*YOUR OBJECTIVE:*
The records that follow are to be transcribed in full, leaving out each picture.

*TASK MATERIAL:*
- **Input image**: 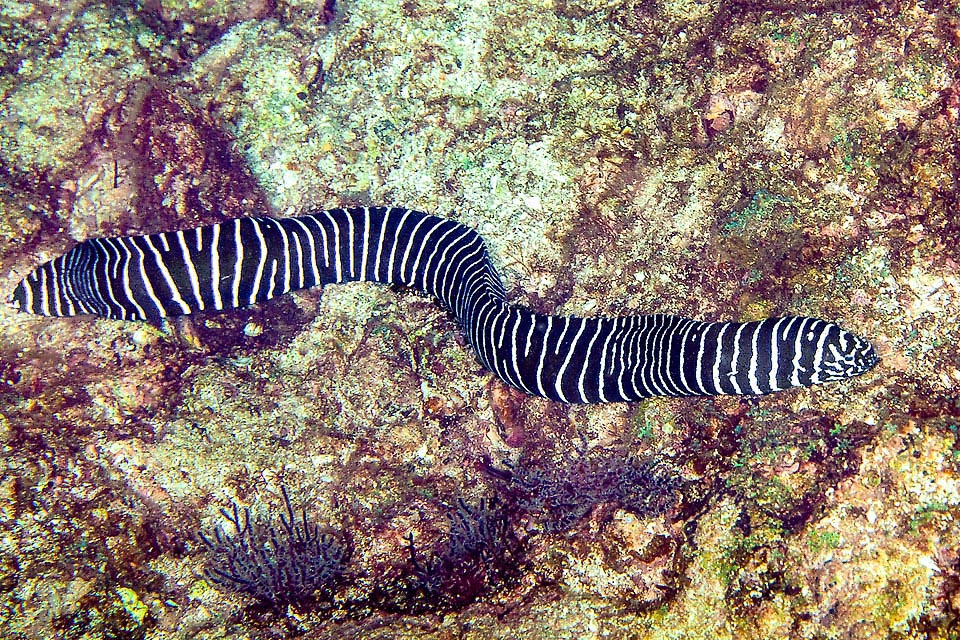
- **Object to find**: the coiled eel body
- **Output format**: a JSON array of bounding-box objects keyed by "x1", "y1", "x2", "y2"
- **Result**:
[{"x1": 11, "y1": 207, "x2": 878, "y2": 403}]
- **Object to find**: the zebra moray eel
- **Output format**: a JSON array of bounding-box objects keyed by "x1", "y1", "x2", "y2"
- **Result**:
[{"x1": 10, "y1": 207, "x2": 878, "y2": 403}]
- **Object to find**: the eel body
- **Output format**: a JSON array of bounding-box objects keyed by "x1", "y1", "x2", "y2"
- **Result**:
[{"x1": 11, "y1": 207, "x2": 878, "y2": 403}]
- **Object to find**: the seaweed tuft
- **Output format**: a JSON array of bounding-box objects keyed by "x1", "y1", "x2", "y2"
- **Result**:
[
  {"x1": 199, "y1": 487, "x2": 349, "y2": 610},
  {"x1": 490, "y1": 452, "x2": 681, "y2": 533},
  {"x1": 397, "y1": 496, "x2": 526, "y2": 613}
]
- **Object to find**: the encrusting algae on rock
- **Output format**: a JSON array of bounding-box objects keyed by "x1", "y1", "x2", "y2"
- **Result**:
[{"x1": 1, "y1": 0, "x2": 959, "y2": 638}]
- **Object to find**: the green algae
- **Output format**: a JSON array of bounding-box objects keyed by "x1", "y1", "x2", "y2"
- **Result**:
[
  {"x1": 116, "y1": 586, "x2": 149, "y2": 625},
  {"x1": 722, "y1": 190, "x2": 793, "y2": 235}
]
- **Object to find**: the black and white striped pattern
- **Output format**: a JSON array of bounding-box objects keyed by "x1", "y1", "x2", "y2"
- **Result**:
[{"x1": 10, "y1": 207, "x2": 879, "y2": 403}]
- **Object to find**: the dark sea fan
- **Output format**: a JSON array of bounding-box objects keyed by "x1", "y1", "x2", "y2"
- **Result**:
[
  {"x1": 199, "y1": 487, "x2": 349, "y2": 608},
  {"x1": 490, "y1": 453, "x2": 681, "y2": 533},
  {"x1": 402, "y1": 496, "x2": 525, "y2": 612}
]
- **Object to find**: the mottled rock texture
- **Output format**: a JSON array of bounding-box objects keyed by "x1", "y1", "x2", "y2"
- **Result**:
[{"x1": 1, "y1": 0, "x2": 958, "y2": 638}]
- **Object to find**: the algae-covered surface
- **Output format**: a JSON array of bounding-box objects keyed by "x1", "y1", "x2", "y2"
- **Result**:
[{"x1": 1, "y1": 0, "x2": 959, "y2": 638}]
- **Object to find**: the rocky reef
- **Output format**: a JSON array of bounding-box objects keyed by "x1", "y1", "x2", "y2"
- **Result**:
[{"x1": 1, "y1": 0, "x2": 958, "y2": 637}]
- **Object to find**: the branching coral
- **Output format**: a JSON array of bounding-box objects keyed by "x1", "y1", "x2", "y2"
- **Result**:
[
  {"x1": 195, "y1": 456, "x2": 676, "y2": 618},
  {"x1": 396, "y1": 497, "x2": 526, "y2": 613},
  {"x1": 199, "y1": 487, "x2": 349, "y2": 609},
  {"x1": 488, "y1": 452, "x2": 682, "y2": 533}
]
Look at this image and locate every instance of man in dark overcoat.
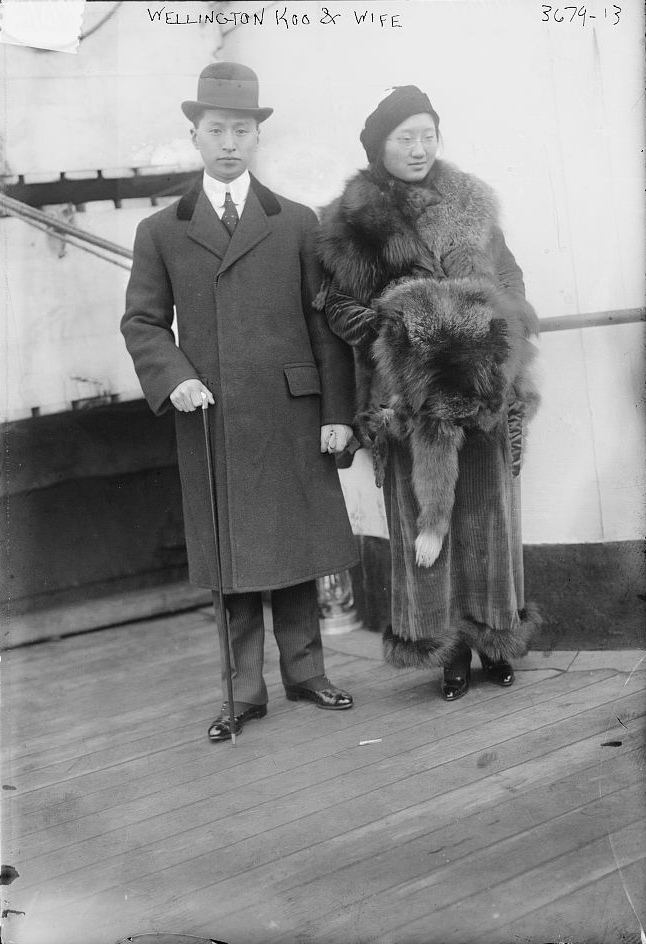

*RESULT:*
- **Input image**: 
- **Object to find**: the coiled eel body
- **Output format**: a JSON array of bounding-box objects keyed by "x1", "y1", "x2", "y2"
- **Result**:
[{"x1": 11, "y1": 207, "x2": 878, "y2": 403}]
- **Object to find**: the zebra moray eel
- **Output format**: a JSON array of bounding-box objects keyed by "x1", "y1", "x2", "y2"
- **Result**:
[{"x1": 10, "y1": 207, "x2": 878, "y2": 403}]
- **Object to find**: the eel body
- **Output format**: a JSON array of bounding-box objects keyed by "x1", "y1", "x2", "y2"
- **Result**:
[{"x1": 11, "y1": 207, "x2": 878, "y2": 403}]
- **Object to find**: the seaweed tuft
- **Output format**: a JSON array of bounding-box objects keyed by "x1", "y1", "x2", "y2"
- **Result**:
[
  {"x1": 199, "y1": 487, "x2": 349, "y2": 610},
  {"x1": 490, "y1": 452, "x2": 681, "y2": 533},
  {"x1": 397, "y1": 496, "x2": 526, "y2": 613}
]
- **Object to find**: the encrusting algae on rock
- **Output format**: a JSON array of bounding-box objects keyed by "x1", "y1", "x2", "y2"
- **Result**:
[{"x1": 1, "y1": 0, "x2": 959, "y2": 638}]
- **Object to find**: the green algae
- **Output format**: a JSON array of bounding-box objects keyed by "x1", "y1", "x2", "y2"
- **Result**:
[
  {"x1": 116, "y1": 586, "x2": 149, "y2": 625},
  {"x1": 722, "y1": 190, "x2": 793, "y2": 235}
]
- **Object to find**: the black and white striped pattern
- **Output format**: a JSON array of bounding-box objects keyed by "x1", "y1", "x2", "y2"
- **Result**:
[{"x1": 10, "y1": 207, "x2": 879, "y2": 403}]
- **Object to find**: the dark sea fan
- **Output format**: a JSON array of bounding-box objects keyed by "x1", "y1", "x2", "y2"
- **Result**:
[
  {"x1": 199, "y1": 487, "x2": 349, "y2": 608},
  {"x1": 490, "y1": 453, "x2": 681, "y2": 533},
  {"x1": 402, "y1": 496, "x2": 525, "y2": 612}
]
- **Object to find**: the mottled rock texture
- **Output format**: a JSON array of bounding-box objects keyed by "x1", "y1", "x2", "y2"
- **Result**:
[{"x1": 1, "y1": 0, "x2": 958, "y2": 638}]
- **Object to find**: the algae-covered surface
- **Output format**: a JSON array of bounding-box objects keyed by "x1", "y1", "x2", "y2"
- **Result**:
[{"x1": 1, "y1": 0, "x2": 959, "y2": 638}]
- **Object to find**: the rocky reef
- **Output format**: a JSON array of bounding-box objects keyed by "x1", "y1", "x2", "y2"
- **Result**:
[{"x1": 1, "y1": 0, "x2": 958, "y2": 637}]
- **Object to find**: the branching coral
- **Output format**: a JSON array of bounding-box objects keyed by "x1", "y1", "x2", "y2"
- **Result**:
[
  {"x1": 195, "y1": 456, "x2": 676, "y2": 618},
  {"x1": 396, "y1": 497, "x2": 526, "y2": 613},
  {"x1": 199, "y1": 487, "x2": 349, "y2": 609},
  {"x1": 488, "y1": 452, "x2": 682, "y2": 533}
]
Look at this image and locate every instance of man in dark overcoat.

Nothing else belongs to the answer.